- **GIVEN EXERCISE**
Reproduce the records starting at the line that contains "Target = thick beard" and ending at the last line of the records, keeping every request line unchanged. Adjust each coordinate value in the answers by -112.

- **Excerpts of pointing data**
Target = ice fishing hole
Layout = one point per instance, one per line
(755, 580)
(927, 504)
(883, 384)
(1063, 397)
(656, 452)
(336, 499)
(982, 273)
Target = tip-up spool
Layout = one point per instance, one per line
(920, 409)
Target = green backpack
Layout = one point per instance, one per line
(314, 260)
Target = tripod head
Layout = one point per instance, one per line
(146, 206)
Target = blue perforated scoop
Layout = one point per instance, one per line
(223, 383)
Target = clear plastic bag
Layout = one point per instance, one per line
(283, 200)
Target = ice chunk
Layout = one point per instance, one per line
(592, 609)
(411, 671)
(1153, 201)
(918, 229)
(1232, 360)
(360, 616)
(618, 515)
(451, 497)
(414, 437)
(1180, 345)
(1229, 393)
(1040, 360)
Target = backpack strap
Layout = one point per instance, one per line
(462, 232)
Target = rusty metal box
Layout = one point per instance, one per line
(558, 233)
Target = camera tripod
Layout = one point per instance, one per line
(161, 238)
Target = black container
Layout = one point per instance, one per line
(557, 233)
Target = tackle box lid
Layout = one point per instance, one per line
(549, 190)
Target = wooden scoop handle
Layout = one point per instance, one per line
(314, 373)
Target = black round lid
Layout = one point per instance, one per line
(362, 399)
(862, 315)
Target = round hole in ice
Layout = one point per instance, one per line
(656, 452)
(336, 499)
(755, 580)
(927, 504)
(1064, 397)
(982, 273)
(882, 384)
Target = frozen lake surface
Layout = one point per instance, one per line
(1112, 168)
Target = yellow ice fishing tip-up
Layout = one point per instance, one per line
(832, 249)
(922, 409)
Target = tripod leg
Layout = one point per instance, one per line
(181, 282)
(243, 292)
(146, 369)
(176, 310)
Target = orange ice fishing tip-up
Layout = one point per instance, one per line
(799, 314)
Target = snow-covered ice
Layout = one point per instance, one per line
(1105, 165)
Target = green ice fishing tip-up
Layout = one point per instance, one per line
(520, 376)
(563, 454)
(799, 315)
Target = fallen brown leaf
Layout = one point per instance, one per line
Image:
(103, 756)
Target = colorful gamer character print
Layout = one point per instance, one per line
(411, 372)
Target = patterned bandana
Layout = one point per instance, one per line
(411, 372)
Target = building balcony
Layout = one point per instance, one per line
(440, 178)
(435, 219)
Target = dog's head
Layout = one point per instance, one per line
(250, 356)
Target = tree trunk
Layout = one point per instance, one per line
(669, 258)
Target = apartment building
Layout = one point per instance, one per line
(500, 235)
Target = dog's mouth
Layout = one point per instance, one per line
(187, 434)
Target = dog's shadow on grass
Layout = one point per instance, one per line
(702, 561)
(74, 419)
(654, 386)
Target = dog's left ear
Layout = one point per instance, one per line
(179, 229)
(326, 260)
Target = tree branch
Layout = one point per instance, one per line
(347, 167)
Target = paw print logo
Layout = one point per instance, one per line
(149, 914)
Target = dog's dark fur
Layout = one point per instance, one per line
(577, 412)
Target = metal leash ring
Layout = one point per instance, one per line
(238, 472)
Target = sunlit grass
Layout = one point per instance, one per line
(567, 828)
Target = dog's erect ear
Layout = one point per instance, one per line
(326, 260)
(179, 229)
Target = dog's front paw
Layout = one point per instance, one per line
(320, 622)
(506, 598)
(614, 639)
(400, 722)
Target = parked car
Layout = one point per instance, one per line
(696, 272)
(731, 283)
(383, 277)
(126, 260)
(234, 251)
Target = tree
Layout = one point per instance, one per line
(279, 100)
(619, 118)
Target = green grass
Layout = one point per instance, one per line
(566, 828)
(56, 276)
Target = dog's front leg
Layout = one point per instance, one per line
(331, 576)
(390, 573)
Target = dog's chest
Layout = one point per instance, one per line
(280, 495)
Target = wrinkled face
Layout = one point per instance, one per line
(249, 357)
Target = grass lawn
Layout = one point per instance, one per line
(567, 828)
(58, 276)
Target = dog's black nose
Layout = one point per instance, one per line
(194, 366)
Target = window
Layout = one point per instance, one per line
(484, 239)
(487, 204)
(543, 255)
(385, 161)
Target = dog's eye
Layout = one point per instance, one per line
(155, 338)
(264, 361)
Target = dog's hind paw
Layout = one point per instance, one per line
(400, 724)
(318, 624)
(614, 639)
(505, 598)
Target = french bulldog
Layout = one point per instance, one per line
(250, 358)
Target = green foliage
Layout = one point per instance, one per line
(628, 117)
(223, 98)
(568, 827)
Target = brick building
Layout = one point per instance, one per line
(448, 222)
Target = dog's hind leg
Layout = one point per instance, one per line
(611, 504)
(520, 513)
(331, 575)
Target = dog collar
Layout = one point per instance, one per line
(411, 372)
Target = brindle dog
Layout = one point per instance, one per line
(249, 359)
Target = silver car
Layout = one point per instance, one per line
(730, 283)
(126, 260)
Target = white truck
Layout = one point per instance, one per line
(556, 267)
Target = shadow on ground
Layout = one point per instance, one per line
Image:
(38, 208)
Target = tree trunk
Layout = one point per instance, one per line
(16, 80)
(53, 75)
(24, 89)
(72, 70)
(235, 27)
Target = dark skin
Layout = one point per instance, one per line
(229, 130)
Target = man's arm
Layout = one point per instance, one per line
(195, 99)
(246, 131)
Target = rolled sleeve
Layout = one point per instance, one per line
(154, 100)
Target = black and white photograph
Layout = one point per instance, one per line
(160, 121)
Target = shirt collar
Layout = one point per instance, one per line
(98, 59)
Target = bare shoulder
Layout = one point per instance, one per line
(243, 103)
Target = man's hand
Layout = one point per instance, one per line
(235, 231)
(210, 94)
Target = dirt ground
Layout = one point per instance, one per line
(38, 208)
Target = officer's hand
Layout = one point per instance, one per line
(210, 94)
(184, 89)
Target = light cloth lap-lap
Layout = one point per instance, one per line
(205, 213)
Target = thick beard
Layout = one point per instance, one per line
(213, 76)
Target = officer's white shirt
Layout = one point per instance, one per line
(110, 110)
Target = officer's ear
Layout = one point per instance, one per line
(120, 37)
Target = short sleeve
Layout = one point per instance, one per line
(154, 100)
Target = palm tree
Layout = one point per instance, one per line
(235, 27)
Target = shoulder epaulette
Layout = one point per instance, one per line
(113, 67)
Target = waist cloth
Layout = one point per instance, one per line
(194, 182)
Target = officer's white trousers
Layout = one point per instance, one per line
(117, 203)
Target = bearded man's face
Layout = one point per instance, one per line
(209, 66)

- **TASK RESPONSE**
Target = thick beard
Layout = one point per instance, one per line
(101, -36)
Target = officer's white shirt
Layout = one point per instance, one per line
(-2, -2)
Target = officer's ear
Layout = one point per instance, one per line
(8, -75)
Target = short sleeve
Layout = one point per instance, one per line
(42, -12)
Target = palm tree
Layout = one point per instance, one per line
(123, -85)
Target = shoulder epaulette
Layout = one point per instance, one per line
(1, -45)
Target = waist cloth
Layout = one point per instance, one per line
(82, 70)
Target = officer's white trousers
Layout = one point per instance, one per line
(5, 91)
Target = bearded man's face
Layout = one point per instance, one per line
(97, -46)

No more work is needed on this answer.